(DATA LISTING Opens)
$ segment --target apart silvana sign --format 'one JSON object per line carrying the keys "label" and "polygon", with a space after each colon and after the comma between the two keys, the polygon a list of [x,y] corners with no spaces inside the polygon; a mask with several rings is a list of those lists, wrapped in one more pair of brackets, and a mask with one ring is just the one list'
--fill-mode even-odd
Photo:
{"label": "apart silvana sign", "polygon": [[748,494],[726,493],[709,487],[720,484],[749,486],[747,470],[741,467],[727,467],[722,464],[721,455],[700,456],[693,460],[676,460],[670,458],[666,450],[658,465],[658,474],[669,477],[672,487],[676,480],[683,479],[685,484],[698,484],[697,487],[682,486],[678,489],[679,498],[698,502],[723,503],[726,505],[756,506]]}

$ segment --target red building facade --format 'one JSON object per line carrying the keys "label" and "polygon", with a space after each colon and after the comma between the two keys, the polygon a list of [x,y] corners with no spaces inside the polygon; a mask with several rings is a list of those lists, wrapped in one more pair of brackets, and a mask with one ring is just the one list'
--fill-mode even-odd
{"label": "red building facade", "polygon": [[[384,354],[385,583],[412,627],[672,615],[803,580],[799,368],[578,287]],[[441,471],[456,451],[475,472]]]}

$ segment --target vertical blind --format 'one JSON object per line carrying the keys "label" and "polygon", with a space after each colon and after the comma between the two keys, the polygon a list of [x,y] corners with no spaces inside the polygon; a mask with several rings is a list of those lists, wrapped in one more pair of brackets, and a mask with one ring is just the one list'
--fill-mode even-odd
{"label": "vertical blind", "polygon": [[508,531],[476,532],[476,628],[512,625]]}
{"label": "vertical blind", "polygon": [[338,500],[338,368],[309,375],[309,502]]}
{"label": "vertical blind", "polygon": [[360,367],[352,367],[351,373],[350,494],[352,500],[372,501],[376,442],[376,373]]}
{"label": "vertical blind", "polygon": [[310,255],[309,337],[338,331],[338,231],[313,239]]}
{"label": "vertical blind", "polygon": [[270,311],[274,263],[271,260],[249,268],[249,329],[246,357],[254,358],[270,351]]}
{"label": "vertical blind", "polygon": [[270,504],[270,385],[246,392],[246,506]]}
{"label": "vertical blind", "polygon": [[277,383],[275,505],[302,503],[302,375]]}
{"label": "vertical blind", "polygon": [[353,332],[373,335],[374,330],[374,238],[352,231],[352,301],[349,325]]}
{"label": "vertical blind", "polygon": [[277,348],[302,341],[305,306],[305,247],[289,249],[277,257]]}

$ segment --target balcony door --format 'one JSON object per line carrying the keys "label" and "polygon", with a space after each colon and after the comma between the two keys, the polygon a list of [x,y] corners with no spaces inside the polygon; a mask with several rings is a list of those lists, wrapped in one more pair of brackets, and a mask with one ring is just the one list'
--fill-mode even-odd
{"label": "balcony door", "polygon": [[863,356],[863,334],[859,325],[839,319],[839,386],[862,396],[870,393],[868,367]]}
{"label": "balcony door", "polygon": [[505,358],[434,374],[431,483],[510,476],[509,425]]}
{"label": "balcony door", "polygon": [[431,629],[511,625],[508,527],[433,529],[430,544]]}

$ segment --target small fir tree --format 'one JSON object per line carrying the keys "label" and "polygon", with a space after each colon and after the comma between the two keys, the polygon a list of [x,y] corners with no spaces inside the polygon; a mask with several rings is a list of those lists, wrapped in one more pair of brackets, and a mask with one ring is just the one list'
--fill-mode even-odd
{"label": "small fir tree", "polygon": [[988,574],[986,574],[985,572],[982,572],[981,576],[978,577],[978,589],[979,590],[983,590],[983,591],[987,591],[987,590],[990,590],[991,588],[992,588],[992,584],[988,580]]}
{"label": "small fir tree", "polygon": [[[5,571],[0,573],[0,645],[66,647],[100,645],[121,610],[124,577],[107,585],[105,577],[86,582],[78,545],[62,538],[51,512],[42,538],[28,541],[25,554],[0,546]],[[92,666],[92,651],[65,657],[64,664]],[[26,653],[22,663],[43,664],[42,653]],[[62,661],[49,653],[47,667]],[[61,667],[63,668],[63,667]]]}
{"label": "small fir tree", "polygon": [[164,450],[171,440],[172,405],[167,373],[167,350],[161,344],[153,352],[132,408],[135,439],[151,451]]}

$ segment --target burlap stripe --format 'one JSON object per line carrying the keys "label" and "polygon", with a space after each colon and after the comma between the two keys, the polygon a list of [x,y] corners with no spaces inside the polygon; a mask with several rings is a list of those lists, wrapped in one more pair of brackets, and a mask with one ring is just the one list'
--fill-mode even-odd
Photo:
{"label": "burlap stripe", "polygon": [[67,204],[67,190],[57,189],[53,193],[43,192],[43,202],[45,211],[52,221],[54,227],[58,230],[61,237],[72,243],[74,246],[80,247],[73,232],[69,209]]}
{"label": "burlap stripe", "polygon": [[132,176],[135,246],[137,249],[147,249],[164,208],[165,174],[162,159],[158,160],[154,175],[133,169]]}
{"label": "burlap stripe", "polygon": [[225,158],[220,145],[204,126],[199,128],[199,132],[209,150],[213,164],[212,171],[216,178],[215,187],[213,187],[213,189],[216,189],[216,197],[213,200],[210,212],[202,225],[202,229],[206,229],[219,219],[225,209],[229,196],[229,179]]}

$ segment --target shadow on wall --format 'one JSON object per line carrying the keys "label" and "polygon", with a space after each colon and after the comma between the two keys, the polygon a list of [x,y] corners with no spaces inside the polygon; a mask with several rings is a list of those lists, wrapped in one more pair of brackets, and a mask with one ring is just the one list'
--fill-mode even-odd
(DATA LISTING Closes)
◆ **AIM OF THE EXERCISE**
Copy out word for word each line of the listing, from the very first line down to the line containing "segment --target vertical", and stop after that line.

◆ **SOLUTION TO THE EXERCISE**
$ segment --target apart silvana sign --format 'one JSON object per line carrying the keys "label" and "polygon", with a space after each colon and after the comma between the two keys, the polygon a list of [x,y] corners with no spaces inside the polygon; a mask with several rings is a list of those lists, wrapped in one more pair of brackets, and a mask with one ring is just the one list'
--fill-mode even-odd
Photo:
{"label": "apart silvana sign", "polygon": [[748,494],[726,493],[709,487],[720,484],[749,486],[747,470],[741,467],[727,467],[722,464],[721,455],[700,456],[693,460],[676,460],[670,458],[666,450],[658,465],[658,474],[669,477],[672,487],[676,480],[683,479],[685,484],[698,484],[697,487],[682,486],[678,489],[679,498],[698,502],[723,503],[726,505],[756,506]]}

$ segment --target red building facade --format 'one JSON object per line carrying the keys "label" and "polygon", with a space after each colon and after the comma between the two keys, the polygon a list of [x,y] corners with no spaces inside the polygon; a mask with several rings is a list of those lists, wrapped in one more pair of brackets, and a mask with one ring is just the one list'
--fill-mode even-odd
{"label": "red building facade", "polygon": [[[384,354],[385,583],[412,627],[672,615],[803,580],[799,368],[578,287]],[[441,471],[456,451],[475,472]]]}

$ segment --target vertical blind --format 'one JSON object per line carrying the keys "label" and "polygon", with a space after each colon and after the comma between the two keys, the polygon a list of [x,y] corners with no spaces inside the polygon; a mask with several rings is a list of those lists, wrapped in one more pair of brackets, and a mask with one ring is just the one list'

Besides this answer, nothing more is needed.